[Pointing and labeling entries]
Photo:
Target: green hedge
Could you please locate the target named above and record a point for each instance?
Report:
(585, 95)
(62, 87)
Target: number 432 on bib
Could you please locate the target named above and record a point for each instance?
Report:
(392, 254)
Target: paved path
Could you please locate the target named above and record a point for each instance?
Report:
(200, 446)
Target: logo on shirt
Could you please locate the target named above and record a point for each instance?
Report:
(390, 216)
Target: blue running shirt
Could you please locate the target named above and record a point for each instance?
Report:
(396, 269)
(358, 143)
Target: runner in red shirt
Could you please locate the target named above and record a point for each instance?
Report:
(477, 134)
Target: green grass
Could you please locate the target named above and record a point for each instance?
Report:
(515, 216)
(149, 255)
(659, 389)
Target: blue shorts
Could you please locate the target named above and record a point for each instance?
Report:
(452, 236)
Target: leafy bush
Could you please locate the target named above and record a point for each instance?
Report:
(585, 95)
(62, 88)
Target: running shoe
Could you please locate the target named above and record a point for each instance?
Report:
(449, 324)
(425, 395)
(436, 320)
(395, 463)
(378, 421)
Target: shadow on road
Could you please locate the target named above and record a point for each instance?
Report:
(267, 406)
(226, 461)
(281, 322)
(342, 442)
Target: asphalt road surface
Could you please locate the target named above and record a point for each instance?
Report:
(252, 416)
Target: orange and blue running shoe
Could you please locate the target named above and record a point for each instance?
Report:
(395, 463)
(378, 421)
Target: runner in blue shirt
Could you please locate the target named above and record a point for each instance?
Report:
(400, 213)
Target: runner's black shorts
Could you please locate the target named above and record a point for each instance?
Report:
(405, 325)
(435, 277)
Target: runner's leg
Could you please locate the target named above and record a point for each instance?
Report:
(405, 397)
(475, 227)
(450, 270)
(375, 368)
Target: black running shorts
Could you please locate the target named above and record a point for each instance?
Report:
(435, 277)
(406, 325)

---

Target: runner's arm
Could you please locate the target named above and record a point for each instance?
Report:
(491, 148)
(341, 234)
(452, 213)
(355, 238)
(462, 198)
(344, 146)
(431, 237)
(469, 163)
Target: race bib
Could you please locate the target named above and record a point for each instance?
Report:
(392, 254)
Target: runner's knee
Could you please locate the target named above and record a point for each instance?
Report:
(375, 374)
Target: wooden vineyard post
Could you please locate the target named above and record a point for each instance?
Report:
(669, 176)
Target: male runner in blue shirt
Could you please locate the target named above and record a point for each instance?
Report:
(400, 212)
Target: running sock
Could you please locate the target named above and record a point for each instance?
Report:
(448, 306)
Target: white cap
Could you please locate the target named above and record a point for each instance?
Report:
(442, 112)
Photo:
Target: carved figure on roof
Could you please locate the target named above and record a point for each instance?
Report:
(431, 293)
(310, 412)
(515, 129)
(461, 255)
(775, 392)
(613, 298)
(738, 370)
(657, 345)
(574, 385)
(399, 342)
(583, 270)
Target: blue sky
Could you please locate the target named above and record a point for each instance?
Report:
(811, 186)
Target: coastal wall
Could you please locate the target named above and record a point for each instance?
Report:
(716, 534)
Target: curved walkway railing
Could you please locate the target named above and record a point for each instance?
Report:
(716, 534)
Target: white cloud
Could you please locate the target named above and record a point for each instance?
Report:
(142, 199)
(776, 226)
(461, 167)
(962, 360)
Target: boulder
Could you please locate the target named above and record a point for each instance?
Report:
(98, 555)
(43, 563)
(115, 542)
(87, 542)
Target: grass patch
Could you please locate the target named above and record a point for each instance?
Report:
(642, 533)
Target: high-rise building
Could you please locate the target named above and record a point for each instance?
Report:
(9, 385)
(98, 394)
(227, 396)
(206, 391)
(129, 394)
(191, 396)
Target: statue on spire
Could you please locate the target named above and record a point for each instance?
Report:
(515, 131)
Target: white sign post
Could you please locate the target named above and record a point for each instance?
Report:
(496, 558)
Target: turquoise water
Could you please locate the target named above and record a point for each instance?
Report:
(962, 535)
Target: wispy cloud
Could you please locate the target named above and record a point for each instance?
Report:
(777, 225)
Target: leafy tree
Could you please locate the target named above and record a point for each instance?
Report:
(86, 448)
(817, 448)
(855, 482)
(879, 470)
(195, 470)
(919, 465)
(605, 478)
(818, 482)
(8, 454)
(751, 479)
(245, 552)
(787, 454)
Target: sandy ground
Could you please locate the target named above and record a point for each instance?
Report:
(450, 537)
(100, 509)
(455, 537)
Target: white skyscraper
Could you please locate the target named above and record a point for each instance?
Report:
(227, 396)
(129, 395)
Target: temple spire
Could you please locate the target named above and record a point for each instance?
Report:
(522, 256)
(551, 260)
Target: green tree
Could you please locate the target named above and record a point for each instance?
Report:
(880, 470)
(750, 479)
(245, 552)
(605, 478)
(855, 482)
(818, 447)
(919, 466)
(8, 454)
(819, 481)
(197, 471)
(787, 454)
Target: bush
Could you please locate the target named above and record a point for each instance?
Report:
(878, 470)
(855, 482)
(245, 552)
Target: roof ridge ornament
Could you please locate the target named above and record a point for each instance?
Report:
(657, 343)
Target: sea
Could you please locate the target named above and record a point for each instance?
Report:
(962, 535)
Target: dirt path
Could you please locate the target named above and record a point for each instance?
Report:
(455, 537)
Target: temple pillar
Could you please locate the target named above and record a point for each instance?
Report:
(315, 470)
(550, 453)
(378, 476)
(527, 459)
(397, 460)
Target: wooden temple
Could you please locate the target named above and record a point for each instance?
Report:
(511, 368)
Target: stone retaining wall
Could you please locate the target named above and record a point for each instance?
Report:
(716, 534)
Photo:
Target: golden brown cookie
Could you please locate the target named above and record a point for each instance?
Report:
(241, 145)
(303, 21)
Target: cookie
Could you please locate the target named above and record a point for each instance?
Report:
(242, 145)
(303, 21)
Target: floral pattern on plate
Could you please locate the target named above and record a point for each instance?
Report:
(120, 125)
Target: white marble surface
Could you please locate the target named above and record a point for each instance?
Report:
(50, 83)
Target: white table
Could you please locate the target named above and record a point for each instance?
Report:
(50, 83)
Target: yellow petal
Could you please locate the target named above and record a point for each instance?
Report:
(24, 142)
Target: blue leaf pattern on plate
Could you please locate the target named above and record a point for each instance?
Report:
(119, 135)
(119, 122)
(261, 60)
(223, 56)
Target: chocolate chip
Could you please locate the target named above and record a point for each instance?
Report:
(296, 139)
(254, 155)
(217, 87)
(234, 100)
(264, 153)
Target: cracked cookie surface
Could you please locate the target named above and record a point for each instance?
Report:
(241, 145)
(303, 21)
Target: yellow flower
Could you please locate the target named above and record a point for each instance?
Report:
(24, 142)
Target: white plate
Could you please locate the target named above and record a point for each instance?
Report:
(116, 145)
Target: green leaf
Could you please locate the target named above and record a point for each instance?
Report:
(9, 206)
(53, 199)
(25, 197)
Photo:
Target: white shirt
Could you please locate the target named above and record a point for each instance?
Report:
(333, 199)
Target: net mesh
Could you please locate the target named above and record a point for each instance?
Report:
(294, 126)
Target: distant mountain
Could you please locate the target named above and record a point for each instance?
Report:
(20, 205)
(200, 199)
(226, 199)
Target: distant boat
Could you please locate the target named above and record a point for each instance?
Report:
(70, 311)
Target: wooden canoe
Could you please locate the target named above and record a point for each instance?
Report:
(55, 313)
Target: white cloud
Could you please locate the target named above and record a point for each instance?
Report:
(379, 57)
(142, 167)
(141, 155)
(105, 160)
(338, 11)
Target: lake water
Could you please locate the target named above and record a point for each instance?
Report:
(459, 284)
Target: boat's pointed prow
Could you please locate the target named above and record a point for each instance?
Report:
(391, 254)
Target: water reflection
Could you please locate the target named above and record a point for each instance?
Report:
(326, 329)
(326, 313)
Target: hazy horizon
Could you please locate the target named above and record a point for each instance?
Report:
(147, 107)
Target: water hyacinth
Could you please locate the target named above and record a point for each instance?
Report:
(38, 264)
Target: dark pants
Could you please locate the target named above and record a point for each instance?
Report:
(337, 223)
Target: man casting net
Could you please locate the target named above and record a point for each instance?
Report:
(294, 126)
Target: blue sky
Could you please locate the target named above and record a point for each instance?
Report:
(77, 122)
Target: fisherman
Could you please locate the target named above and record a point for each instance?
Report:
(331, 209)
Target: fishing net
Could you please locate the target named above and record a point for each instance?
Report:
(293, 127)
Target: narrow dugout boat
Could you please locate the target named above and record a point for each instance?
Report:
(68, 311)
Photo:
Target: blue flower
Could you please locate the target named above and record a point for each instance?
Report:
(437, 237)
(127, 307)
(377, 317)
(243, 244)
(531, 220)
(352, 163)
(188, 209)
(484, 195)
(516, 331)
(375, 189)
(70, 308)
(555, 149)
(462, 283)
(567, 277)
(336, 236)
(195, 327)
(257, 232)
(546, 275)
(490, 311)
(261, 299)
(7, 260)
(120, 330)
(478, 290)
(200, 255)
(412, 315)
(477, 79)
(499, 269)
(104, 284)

--

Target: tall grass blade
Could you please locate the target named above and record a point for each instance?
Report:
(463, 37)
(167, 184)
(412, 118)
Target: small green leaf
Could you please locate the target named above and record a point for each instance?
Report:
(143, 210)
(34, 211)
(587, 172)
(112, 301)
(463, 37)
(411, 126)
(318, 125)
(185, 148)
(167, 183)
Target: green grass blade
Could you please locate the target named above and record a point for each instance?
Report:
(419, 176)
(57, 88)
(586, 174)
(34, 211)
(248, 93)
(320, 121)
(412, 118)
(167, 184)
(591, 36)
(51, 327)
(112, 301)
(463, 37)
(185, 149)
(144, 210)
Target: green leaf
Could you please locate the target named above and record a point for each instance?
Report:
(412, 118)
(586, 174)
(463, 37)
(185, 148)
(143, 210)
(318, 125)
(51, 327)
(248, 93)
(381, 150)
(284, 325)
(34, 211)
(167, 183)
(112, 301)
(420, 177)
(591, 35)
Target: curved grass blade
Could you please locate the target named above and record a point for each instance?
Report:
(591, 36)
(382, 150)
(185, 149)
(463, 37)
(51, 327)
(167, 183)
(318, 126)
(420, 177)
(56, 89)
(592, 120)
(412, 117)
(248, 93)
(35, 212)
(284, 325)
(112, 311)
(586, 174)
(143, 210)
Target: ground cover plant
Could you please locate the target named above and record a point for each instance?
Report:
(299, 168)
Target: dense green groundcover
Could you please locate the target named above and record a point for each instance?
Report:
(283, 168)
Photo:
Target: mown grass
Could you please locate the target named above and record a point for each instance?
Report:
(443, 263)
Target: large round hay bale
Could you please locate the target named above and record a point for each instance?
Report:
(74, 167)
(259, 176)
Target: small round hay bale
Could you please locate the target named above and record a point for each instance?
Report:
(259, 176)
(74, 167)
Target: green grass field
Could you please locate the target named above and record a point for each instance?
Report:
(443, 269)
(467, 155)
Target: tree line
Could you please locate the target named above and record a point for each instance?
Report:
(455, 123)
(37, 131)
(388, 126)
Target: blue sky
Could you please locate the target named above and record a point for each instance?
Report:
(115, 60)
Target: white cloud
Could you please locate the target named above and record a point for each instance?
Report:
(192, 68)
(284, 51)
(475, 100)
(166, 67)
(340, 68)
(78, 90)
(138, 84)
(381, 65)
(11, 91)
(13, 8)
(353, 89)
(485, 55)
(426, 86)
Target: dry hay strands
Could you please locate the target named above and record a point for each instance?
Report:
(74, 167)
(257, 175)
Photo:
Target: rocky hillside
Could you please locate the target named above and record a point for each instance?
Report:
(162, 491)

- What you have to do:
Which lines in the rows above contain the string "runner"? Pull out each of those lines and copy it in full.

- Written solution:
Target: runner in red shirt
Target: runner in blue shirt
Target: runner's black shorts
Target: runner's leg
Target: runner's arm
Target: runner's knee
Target: male runner in blue shirt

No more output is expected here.